▸ EXERCISE: The records below are to be quoted in full; please keep every word exact.

▸ PROVIDED DATA:
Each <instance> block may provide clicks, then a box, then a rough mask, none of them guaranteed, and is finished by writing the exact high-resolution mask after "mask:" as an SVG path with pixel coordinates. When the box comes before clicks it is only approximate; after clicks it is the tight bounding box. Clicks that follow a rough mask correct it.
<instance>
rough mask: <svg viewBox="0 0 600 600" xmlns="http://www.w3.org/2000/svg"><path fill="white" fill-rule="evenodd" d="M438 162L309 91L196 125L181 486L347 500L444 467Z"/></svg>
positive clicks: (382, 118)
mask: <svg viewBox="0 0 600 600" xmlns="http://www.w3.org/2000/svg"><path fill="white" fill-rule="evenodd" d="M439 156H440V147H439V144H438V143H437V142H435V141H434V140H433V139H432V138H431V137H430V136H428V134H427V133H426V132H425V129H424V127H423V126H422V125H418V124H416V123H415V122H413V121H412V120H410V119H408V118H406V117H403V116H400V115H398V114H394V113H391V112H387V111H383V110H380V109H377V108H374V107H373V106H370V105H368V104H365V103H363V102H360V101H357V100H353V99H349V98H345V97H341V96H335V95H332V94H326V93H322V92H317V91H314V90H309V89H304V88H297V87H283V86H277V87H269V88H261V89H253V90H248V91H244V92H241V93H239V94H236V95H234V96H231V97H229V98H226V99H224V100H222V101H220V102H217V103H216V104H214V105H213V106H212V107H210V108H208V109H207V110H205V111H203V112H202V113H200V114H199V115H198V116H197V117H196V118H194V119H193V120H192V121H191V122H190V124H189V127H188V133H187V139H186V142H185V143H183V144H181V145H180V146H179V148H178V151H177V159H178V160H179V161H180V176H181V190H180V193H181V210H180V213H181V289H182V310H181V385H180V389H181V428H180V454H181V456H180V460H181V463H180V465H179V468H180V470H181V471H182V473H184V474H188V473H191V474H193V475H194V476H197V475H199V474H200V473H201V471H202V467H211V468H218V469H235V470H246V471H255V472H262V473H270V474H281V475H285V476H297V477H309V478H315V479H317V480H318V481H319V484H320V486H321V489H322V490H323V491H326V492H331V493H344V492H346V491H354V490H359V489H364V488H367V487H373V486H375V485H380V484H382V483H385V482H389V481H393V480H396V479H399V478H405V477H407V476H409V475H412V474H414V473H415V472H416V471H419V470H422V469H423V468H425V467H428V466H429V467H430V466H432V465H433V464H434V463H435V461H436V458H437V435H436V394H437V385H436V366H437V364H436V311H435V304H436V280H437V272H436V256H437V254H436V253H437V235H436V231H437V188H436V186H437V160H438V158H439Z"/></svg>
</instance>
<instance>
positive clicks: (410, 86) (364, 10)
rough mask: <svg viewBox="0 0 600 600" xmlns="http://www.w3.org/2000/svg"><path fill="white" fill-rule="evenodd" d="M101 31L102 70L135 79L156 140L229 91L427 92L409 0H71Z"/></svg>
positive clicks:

▸ YOUR SOLUTION:
Each <instance> block may provide clicks, then a box, then a rough mask, none of them guaranteed, and is finished by writing the exact high-resolution mask after "mask:" as an SVG path with pixel coordinates. When the box comes before clicks it is only approximate; after clicks it is the tight bounding box. Clicks that follow a rough mask correct it.
<instance>
rough mask: <svg viewBox="0 0 600 600" xmlns="http://www.w3.org/2000/svg"><path fill="white" fill-rule="evenodd" d="M438 162L309 91L196 125L181 486L347 500L444 467Z"/></svg>
positive clicks: (382, 118)
mask: <svg viewBox="0 0 600 600" xmlns="http://www.w3.org/2000/svg"><path fill="white" fill-rule="evenodd" d="M439 156H440V147H439V144H438V143H437V142H435V141H434V140H433V139H432V138H431V137H430V136H428V134H427V133H426V132H425V129H424V127H423V126H422V125H418V124H416V123H415V122H413V121H412V120H410V119H408V118H406V117H403V116H400V115H398V114H394V113H391V112H387V111H383V110H380V109H377V108H374V107H373V106H370V105H368V104H365V103H363V102H360V101H357V100H353V99H349V98H345V97H341V96H335V95H332V94H326V93H322V92H317V91H314V90H309V89H304V88H297V87H283V86H277V87H269V88H261V89H253V90H248V91H244V92H241V93H239V94H236V95H234V96H231V97H229V98H226V99H224V100H222V101H220V102H217V103H216V104H214V105H213V106H212V107H210V108H208V109H207V110H205V111H203V112H202V113H200V114H199V115H198V116H197V117H196V118H194V119H193V120H192V121H191V122H190V124H189V127H188V133H187V139H186V142H185V143H183V144H181V145H180V146H179V148H178V151H177V159H178V160H179V161H180V176H181V190H180V193H181V210H180V213H181V289H182V310H181V385H180V389H181V428H180V454H181V456H180V460H181V463H180V465H179V468H180V470H181V471H182V473H184V474H188V473H191V474H193V475H194V476H197V475H199V474H200V473H201V471H202V467H211V468H218V469H235V470H246V471H255V472H262V473H270V474H281V475H285V476H297V477H309V478H315V479H317V480H318V481H319V484H320V486H321V489H322V490H323V491H326V492H331V493H344V492H346V491H354V490H359V489H364V488H367V487H373V486H375V485H380V484H382V483H385V482H389V481H393V480H396V479H399V478H405V477H407V476H409V475H412V474H414V473H415V472H416V471H419V470H422V469H423V468H425V467H428V466H429V467H430V466H432V465H433V464H434V463H435V461H436V458H437V435H436V394H437V385H436V366H437V364H436V311H435V304H436V280H437V272H436V256H437V254H436V253H437V235H436V231H437V188H436V186H437V160H438V158H439Z"/></svg>
</instance>
<instance>
positive clicks: (410, 86) (364, 10)
rough mask: <svg viewBox="0 0 600 600" xmlns="http://www.w3.org/2000/svg"><path fill="white" fill-rule="evenodd" d="M101 31L102 70L135 79L156 140L229 91L427 92L409 0H71Z"/></svg>
positive clicks:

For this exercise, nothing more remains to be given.